Provided text.

..........

# I'm Baaaaack! Hello From Bahrain Again!



## Ahmed

I'm back in da game!

Got a 150 gallon tank running an eheim 600. 5 RB's in there getting confortable with the setup. They are Juvies @ 2 inches now!






And then I got a 40 gallon holding tank where I house my 15 1 inch juvies in. In a few weeks they will have a new home in a 200 gallon tank! Fiesty little bastards too! All my P's are wild caught!


----------



## rusty13

nice!!


----------



## Da' Manster!

nice setup and reds!...


----------



## Ægir

Nice setup, and welcome back!


----------



## scent troll

welcome back and WOW! nice setup








those reds look like theyre gonna grow up to be monsters


----------



## Yeges

Crazy. When you introduce new piranhas do you have a lot of problems getting them accustomed to one another? I was thinking about getting a tank, but was worried about them having issues with one another and throwing a lot of money (and lives) down the tube. Since you catch yours I thought you might be able to give some good advice. Thanks!


----------



## Da' Manster!

Usually, as a rule of thumb, if they are around the same size you shouldn't have any problems...there have been people that have had success with two - three inches of variation in size...but what it really comes down is the fish's personality and how aggressive the pack is...this is the chance that you always take with pygo shoals...


----------



## Ahmed

Da said:


> Usually, as a rule of thumb, if they are around the same size you shouldn't have any problems...there have been people that have had success with two - three inches of variation in size...but what it really comes down is the fish's personality and how aggressive the pack is...this is the chance that you always take with pygo shoals...


Correct!


----------



## Ahmed

2 weeks later


----------



## scent troll

WOW!!!!!!!!!!!!!! amazing growth! and look at the color improvement! 
nice job man, those reds are obviously in great hands


----------



## Da' Manster!

Yes, nice improvement and good coloration on your reds!....


----------



## Ahmed

My little guys still in the holding tank, need them outta there ASAP!!


----------



## scent troll

definitely. but im really amazed seeing the progression in such little time. they look awesome. their colors are just perfect! they have a greenish hue to them almost


----------



## Da' Manster!

cant wait to see these guys in the 150 with the other mates!...


----------



## Ahmed

Moved the little guys over the 150 today, and moved my 5 boys into the 40 gal holding tank awaiting their new owner to pick them up!

I've asked the new owner to register here, cause his setup is gonna be unbelievable. Imagine 5 three inch RB's in a 250 gallon tank!!! Yikes they are gonna grow to be monsters!!


----------



## Malladus

Hello, sorry to say but it's highly unlikely that the RBP's are wild caught (99.9999%). They're more than likely captive bred from Singapore.

Nice fish regardless.


----------



## Trigga

^was gonna say the same thing

It doesn't really matter though you got a great setup and obviously take good care of them.


----------



## Ahmed

You're probably right, I think it would be an impossibility to ship over juvies across the atlantic to the Middle East. It must have been shipped over from the Far East instead.

..........

Provided entries.

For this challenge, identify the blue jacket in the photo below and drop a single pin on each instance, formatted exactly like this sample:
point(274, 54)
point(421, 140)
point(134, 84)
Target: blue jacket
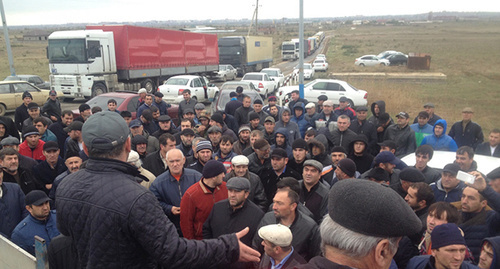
point(169, 191)
point(452, 196)
point(23, 234)
point(427, 261)
point(443, 142)
point(12, 208)
point(301, 121)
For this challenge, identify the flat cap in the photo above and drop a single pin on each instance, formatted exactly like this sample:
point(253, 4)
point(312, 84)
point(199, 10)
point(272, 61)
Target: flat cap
point(238, 183)
point(187, 131)
point(36, 197)
point(277, 234)
point(30, 130)
point(50, 145)
point(411, 174)
point(314, 164)
point(213, 168)
point(164, 118)
point(279, 152)
point(105, 130)
point(204, 144)
point(240, 160)
point(214, 129)
point(347, 166)
point(270, 119)
point(380, 212)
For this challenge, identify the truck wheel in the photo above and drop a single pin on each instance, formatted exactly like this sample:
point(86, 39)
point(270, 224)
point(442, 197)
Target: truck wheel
point(2, 109)
point(149, 85)
point(98, 88)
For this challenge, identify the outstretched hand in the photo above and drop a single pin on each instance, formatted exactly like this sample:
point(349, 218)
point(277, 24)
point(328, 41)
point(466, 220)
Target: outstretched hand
point(247, 254)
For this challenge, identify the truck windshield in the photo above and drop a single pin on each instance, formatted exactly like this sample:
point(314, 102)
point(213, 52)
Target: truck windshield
point(67, 51)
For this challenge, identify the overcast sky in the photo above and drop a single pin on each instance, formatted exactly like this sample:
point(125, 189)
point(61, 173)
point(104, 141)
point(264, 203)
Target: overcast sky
point(38, 12)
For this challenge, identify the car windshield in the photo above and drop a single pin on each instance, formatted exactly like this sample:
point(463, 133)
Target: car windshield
point(177, 81)
point(271, 73)
point(252, 77)
point(102, 101)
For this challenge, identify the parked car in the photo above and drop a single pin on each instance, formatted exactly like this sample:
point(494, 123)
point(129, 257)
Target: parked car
point(125, 101)
point(398, 59)
point(387, 53)
point(226, 72)
point(485, 164)
point(320, 65)
point(11, 93)
point(308, 71)
point(276, 75)
point(332, 88)
point(321, 56)
point(262, 82)
point(223, 97)
point(370, 60)
point(173, 88)
point(33, 79)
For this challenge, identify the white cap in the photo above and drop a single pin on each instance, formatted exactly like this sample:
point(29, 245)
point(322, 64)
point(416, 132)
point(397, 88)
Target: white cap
point(277, 234)
point(240, 160)
point(310, 105)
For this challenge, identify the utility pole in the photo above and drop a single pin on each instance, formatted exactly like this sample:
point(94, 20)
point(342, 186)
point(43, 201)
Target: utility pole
point(7, 41)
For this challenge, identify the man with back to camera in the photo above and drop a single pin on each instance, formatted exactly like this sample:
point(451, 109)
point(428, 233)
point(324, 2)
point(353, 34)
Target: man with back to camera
point(138, 234)
point(360, 233)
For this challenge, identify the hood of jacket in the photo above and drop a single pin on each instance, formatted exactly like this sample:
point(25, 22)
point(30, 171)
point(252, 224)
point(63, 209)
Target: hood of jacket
point(381, 107)
point(442, 122)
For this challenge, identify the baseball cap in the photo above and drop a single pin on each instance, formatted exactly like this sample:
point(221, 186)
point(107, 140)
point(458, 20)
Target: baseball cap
point(104, 130)
point(277, 234)
point(36, 197)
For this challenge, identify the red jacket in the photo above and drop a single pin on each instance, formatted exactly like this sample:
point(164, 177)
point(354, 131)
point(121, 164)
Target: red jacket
point(196, 205)
point(36, 153)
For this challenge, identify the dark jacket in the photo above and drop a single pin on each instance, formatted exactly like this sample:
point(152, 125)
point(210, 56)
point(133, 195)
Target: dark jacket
point(306, 239)
point(428, 262)
point(257, 194)
point(301, 121)
point(369, 130)
point(471, 136)
point(484, 149)
point(24, 233)
point(169, 191)
point(12, 208)
point(114, 230)
point(404, 138)
point(315, 200)
point(154, 164)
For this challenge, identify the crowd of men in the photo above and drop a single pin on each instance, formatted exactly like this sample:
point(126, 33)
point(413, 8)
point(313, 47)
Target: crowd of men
point(304, 185)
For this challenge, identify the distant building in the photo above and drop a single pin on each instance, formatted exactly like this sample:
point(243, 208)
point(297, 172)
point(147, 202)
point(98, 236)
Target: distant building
point(36, 36)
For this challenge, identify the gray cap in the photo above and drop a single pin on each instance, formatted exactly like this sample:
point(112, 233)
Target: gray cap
point(314, 164)
point(382, 212)
point(238, 183)
point(10, 141)
point(105, 130)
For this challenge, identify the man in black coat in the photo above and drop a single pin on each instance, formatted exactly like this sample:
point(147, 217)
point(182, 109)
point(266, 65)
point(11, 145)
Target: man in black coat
point(133, 231)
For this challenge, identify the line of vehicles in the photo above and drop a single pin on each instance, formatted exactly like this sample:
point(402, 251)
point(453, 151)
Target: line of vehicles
point(102, 58)
point(290, 49)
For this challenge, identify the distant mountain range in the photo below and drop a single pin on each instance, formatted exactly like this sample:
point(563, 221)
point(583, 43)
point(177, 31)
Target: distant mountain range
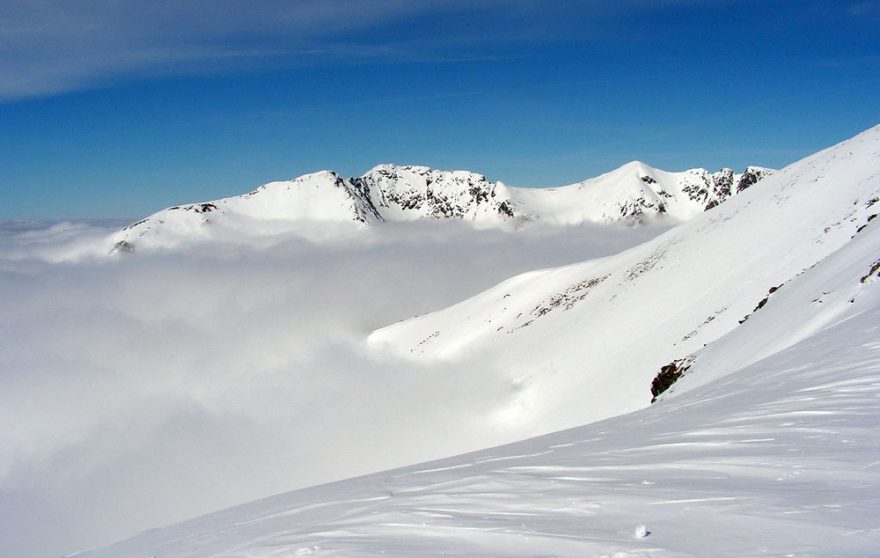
point(763, 313)
point(632, 192)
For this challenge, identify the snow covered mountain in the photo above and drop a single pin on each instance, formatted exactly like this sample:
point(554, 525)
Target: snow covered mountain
point(766, 444)
point(407, 193)
point(579, 343)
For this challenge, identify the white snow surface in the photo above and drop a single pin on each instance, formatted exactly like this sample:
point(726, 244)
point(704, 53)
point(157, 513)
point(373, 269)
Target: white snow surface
point(579, 343)
point(779, 458)
point(324, 204)
point(767, 445)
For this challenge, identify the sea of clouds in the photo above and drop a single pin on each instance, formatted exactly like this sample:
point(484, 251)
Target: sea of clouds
point(141, 389)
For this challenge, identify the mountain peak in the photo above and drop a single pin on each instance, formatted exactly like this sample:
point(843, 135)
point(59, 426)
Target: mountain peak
point(391, 192)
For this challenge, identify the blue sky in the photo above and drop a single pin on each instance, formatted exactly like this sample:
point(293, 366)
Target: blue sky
point(114, 109)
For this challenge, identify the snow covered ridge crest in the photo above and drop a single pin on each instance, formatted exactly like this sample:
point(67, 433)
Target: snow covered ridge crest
point(408, 193)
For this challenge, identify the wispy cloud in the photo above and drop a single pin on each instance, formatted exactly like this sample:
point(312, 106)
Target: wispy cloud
point(53, 46)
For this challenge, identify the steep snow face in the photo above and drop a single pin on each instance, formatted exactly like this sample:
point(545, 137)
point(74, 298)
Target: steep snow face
point(408, 193)
point(783, 449)
point(636, 191)
point(582, 342)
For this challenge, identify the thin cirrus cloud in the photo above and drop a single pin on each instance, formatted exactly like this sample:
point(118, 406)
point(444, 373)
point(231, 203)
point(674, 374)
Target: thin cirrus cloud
point(52, 46)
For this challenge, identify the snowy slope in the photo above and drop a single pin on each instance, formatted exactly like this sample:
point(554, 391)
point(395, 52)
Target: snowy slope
point(776, 458)
point(581, 343)
point(408, 193)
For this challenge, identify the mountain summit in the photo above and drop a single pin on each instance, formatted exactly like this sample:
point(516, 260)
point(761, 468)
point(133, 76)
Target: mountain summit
point(407, 193)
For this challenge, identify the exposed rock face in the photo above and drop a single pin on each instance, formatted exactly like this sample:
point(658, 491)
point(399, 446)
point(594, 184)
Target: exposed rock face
point(413, 192)
point(633, 192)
point(668, 375)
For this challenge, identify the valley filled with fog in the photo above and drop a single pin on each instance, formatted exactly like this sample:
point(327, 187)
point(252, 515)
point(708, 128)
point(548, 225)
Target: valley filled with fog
point(145, 388)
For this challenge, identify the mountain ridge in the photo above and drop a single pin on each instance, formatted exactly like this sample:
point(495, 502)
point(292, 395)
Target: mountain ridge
point(390, 193)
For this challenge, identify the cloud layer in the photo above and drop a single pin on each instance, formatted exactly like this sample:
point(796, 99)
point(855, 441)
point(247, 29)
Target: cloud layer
point(142, 390)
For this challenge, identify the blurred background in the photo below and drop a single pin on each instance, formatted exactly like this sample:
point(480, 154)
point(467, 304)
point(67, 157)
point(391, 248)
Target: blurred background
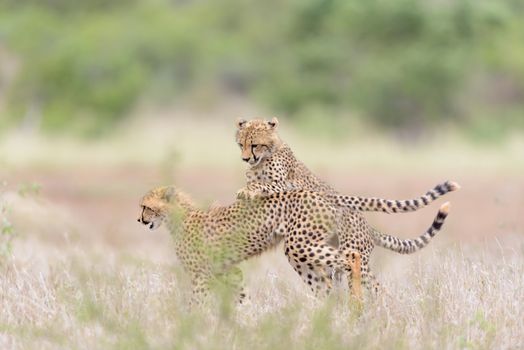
point(102, 100)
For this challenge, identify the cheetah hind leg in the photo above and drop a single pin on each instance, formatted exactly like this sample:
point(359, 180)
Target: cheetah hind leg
point(355, 278)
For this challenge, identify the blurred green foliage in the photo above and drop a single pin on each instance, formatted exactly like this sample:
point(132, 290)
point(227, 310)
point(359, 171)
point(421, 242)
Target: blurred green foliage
point(397, 64)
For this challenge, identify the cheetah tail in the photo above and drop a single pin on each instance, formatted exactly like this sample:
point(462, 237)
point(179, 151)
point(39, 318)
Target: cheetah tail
point(408, 246)
point(395, 206)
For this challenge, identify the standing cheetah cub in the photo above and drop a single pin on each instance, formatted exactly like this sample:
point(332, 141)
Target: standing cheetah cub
point(211, 243)
point(273, 168)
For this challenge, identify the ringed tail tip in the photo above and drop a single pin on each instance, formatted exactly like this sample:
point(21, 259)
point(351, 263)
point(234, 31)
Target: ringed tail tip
point(444, 208)
point(453, 186)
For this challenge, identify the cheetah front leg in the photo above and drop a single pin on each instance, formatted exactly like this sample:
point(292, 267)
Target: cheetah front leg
point(311, 262)
point(355, 277)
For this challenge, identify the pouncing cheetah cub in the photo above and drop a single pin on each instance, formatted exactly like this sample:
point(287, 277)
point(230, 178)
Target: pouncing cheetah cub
point(210, 243)
point(273, 168)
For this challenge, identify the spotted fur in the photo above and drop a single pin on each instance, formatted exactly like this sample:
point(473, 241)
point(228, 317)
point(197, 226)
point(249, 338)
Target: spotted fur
point(274, 168)
point(211, 243)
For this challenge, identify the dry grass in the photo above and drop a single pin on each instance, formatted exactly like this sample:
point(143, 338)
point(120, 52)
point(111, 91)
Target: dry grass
point(462, 297)
point(83, 274)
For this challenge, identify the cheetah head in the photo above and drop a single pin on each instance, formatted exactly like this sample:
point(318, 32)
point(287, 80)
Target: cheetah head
point(257, 139)
point(155, 206)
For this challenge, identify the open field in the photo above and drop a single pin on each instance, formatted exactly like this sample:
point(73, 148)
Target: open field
point(83, 274)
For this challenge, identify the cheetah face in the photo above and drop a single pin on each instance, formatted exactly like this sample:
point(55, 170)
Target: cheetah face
point(150, 217)
point(256, 139)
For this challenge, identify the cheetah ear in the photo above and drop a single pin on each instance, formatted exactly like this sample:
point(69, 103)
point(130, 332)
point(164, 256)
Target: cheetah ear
point(241, 123)
point(273, 123)
point(169, 192)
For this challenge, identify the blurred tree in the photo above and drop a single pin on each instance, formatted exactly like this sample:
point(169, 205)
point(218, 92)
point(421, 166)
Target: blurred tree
point(399, 64)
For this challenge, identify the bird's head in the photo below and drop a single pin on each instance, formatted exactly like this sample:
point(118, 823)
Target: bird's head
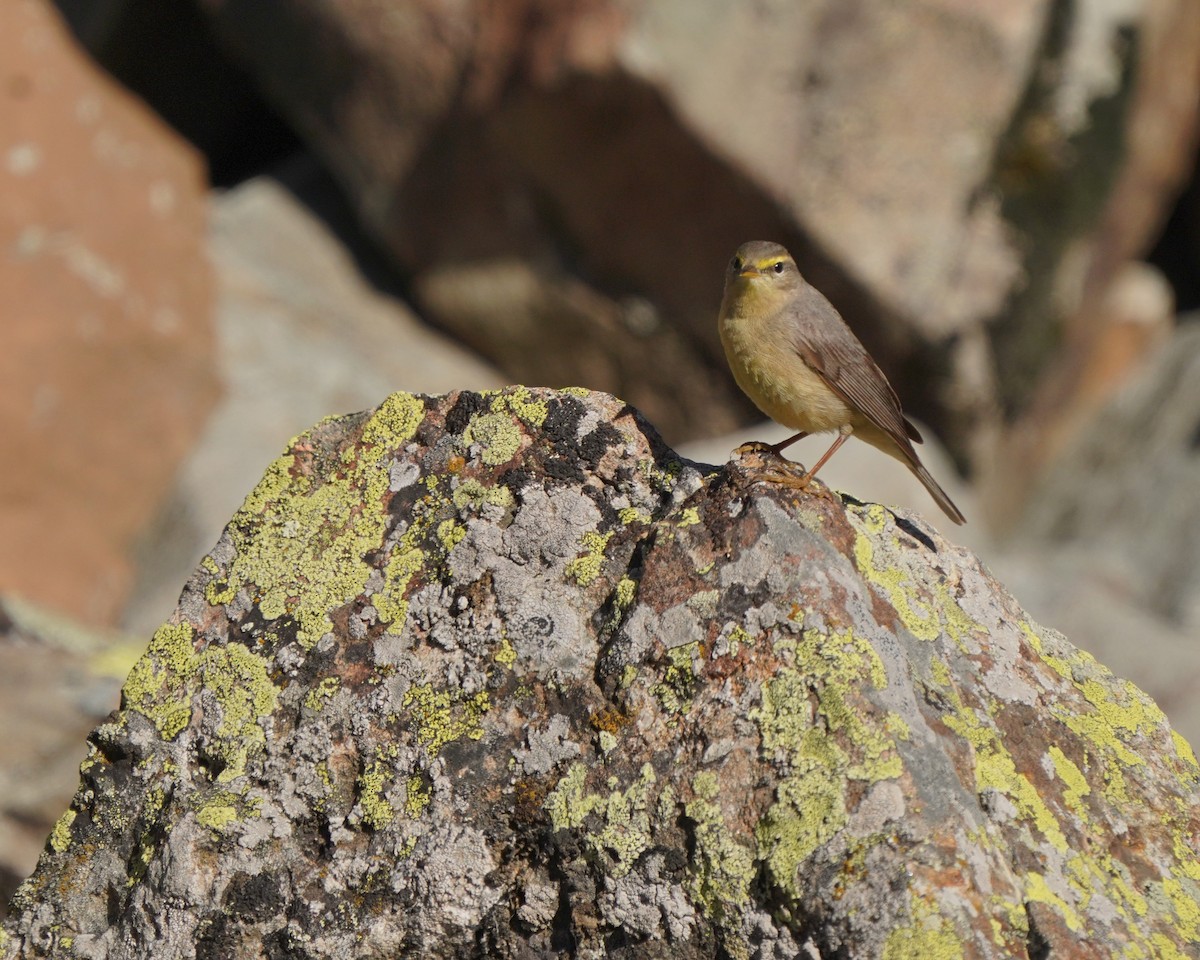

..........

Short exercise 1.
Copy out the listing, starting with the line that contains "For this challenge, identify the spotted" and ending with the last line of the listing, with both ends included. Leave the pictures out.
Short exercise 2.
Continue the forum thread about the piranha tanks from where it stops.

Written response 1.
For this challenge, identify the spotted fur in the photo above and drop a single pin on each instance, formatted exactly like this sample:
point(473, 241)
point(228, 317)
point(197, 226)
point(249, 338)
Target: spotted fur
point(274, 168)
point(211, 243)
For this challenge, identify the dry grass in the photo above and drop a single pin on each instance, formatted exactly like this sample:
point(143, 338)
point(120, 52)
point(111, 91)
Target: dry grass
point(462, 297)
point(83, 274)
For this challenge, identify the cheetah head in the photo above and drop a single pin on each instance, formatted exactly like this sample:
point(318, 32)
point(287, 80)
Target: cheetah head
point(257, 139)
point(155, 206)
For this challenge, identify the open field in the photo above and drop a single pin on each instance, formatted exactly like this sample:
point(73, 148)
Target: open field
point(83, 274)
For this challenge, identify the cheetah face in the photo above and drop a single pin on each instance, formatted exactly like this sample:
point(55, 170)
Target: cheetah face
point(150, 217)
point(256, 139)
For this challenge, identify the cheetah ear in the photo above and drop a single pin on each instance, formatted exactly like this sample:
point(69, 103)
point(130, 332)
point(164, 256)
Target: cheetah ear
point(241, 123)
point(273, 123)
point(169, 192)
For this challenge, identify the blurred tree in the photo above and drop a single pin on each instance, formatted exactly like this sample:
point(169, 205)
point(218, 92)
point(421, 166)
Target: blurred tree
point(399, 64)
For this challenge, identify the bird's head in the photo below and drop a single pin on each instance, formatted exactly like this sample:
point(118, 823)
Target: bird's head

Written response 2.
Bahrain banned Piranhas 2 years ago, these were brought in via Saudi Arabia


----------



## scent troll

wild caught or not...great set up all around. glad you got a hold of em


----------



## Ahmed

Fortnightly update folks!

I decided to remove the plants so they become less aggressive towards each other!


----------



## scent troll

^ nicely done
i like it. tank looks huge without plants. fish look amazing


----------



## Da' Manster!

Sweet video Ahmed!...







...that's basically how I do my tanks now...just gravel and that's it!..no decor, no plants!...


----------



## Ahmed

Got my boys a gift today


----------



## Ahmed

Lost two fish already because of aggression. Yesterday I had the MP60 running on half power.. they went ballistic and when I got back after 15 minutes... a head with no eye balls floatin around! Damnit!!!

I need to get a water chiller cause I am convinced my 29 degree water is doing this!


----------



## Ahmed

Update


----------



## Da' Manster!

Very active tank!....


----------



## Ahmed

Another update


----------



## scent troll

theyre at that perfect size. where theyre really filling out and you cant start telling them apart. dude these fish are WELL fed! lol
big old bellies on these guys haha

i like it man. simple, healthy looking...what more do you need? very nice p's bro


----------



## Ahmed

Lunchtime!!!!!


----------



## Da' Manster!

Be careful Ahmed!...







...reds are notorious for jumping out of water during feeding frenzies!..As soon as they surface to the top, just drop it in!...


----------



## vince.v

WOW!Im speechless ...







thats one BIG RBP heaven


----------



## Ahmed

Update again


----------



## Da' Manster!

Thanks for the update, Ahmed!...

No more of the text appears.